Data to examine below:

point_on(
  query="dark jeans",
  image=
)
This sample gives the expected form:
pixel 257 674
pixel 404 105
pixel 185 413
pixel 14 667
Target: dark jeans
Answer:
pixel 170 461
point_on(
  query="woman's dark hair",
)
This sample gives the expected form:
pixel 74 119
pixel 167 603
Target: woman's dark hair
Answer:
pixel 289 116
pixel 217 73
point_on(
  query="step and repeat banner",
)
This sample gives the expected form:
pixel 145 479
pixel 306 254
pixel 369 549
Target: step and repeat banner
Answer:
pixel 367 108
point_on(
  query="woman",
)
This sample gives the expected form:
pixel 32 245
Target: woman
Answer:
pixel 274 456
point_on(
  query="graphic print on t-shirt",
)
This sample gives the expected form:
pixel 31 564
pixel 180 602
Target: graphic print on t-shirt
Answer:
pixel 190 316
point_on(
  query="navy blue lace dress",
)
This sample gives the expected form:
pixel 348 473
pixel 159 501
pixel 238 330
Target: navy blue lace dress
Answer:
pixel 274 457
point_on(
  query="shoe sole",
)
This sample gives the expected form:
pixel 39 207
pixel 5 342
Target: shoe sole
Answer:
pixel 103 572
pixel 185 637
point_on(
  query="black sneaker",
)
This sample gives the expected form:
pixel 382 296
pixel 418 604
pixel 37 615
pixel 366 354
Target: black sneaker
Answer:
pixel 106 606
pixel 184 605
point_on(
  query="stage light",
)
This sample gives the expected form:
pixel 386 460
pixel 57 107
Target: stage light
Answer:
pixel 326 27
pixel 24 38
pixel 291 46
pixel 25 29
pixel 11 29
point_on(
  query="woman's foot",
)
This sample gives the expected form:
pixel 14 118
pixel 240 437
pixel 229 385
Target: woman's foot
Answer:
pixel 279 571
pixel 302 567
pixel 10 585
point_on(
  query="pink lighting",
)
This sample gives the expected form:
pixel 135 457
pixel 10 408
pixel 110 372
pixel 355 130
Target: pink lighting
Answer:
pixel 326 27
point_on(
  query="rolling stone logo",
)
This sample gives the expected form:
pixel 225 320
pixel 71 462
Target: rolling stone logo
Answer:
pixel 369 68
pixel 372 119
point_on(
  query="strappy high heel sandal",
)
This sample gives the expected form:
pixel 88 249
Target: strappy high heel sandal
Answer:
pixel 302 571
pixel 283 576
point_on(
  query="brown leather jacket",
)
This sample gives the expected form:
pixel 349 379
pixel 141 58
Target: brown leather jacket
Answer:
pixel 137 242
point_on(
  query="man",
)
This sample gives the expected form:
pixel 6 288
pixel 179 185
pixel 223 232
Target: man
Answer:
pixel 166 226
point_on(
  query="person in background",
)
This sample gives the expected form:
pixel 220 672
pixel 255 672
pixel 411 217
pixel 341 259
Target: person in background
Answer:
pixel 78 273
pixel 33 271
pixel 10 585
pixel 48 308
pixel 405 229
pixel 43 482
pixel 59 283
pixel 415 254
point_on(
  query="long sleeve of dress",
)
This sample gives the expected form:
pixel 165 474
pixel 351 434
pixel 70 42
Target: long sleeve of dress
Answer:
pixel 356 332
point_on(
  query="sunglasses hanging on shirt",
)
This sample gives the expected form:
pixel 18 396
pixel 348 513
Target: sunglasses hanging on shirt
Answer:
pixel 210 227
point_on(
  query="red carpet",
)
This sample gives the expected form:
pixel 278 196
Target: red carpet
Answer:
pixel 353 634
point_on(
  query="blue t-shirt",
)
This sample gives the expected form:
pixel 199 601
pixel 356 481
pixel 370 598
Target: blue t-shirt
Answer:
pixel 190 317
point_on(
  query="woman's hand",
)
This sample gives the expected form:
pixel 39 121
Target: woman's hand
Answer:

End of Data to examine.

(Task)
Scan the preceding records for lines with the word "lighting". Say how many there are and nothing else.

(Exercise output)
2